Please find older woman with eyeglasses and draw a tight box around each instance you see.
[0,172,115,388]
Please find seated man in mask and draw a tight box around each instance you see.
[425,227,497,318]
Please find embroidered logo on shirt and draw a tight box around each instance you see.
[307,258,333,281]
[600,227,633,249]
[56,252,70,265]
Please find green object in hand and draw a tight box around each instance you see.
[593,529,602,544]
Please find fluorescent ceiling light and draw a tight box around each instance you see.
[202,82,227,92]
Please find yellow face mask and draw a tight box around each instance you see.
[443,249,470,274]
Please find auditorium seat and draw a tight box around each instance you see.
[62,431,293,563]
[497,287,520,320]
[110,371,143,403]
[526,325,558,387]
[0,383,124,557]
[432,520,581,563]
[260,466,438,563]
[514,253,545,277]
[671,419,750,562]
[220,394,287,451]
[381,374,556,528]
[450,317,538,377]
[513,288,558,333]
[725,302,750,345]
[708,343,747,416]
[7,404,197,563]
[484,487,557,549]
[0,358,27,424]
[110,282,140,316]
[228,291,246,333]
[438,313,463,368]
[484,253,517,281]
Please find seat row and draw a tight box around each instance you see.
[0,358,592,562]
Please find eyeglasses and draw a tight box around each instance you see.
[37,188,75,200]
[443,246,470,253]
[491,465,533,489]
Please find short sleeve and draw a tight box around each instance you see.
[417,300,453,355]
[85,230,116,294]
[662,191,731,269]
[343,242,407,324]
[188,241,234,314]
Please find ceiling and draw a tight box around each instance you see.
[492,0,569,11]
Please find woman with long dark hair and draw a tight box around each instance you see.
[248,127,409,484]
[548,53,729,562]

_____

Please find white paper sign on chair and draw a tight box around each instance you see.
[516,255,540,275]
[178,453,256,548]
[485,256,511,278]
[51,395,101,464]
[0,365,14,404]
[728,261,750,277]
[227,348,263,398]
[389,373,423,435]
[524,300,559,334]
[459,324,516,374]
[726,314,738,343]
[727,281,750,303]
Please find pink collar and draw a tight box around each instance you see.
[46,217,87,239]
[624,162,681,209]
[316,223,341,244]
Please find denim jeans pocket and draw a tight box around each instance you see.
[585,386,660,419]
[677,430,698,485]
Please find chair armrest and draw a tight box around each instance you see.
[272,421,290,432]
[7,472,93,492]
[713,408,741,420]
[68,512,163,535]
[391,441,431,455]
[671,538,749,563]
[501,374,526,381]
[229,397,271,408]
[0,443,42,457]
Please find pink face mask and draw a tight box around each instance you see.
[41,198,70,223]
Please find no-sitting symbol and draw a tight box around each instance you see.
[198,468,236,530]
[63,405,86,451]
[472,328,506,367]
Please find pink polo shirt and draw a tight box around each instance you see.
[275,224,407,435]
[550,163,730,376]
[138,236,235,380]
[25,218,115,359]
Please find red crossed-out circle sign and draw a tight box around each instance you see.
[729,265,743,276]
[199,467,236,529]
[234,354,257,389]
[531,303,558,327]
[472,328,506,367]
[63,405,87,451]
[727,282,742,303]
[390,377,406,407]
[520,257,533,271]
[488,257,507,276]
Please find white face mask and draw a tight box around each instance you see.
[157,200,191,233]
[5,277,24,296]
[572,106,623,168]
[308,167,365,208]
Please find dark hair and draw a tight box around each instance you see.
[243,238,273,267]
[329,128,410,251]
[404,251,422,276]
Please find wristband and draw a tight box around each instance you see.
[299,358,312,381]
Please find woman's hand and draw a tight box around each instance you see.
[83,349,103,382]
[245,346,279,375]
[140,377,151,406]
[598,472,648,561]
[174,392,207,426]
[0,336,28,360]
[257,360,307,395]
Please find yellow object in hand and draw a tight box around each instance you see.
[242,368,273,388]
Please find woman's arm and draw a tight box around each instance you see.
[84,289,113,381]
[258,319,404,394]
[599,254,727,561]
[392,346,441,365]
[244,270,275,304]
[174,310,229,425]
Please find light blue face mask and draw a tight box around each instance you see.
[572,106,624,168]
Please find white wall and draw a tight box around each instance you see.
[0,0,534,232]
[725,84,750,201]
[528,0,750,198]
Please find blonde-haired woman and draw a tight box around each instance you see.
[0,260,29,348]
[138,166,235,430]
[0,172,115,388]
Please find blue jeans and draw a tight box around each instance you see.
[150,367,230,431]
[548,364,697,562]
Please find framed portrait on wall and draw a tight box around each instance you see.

_____

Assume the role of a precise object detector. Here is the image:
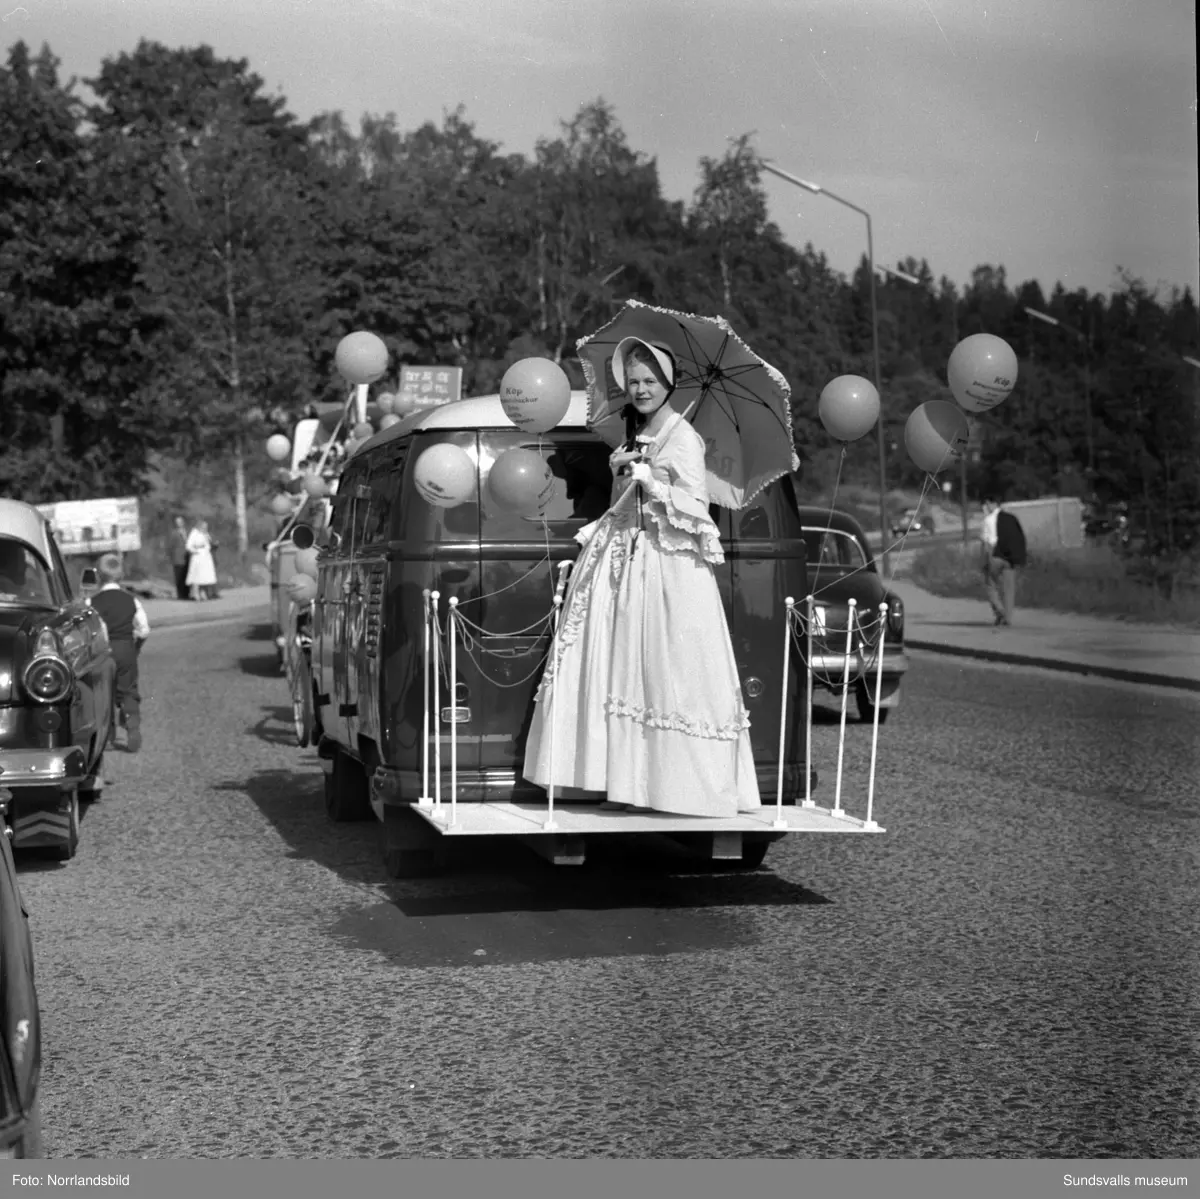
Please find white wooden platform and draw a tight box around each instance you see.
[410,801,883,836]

_____

WHAT TO WORK ON: Only one part of the material above is to be transcribed, namely the lines starting with the line that has "Please find white wall" and going on through the line that has "Please find framed", exactly as they stand.

YOUR SOLUTION:
Please find white wall and draw a tight box around each instance you see.
[0,0,534,232]
[725,84,750,201]
[528,0,750,198]
Please find blonde-haired woman and draw a tight box around each instance you see.
[0,260,29,348]
[138,166,235,430]
[0,172,115,388]
Please find blue jeans and draw a tight box around each instance you see.
[150,367,230,431]
[548,364,697,562]
Please find framed portrait on wall and draw a tight box around each instance you see.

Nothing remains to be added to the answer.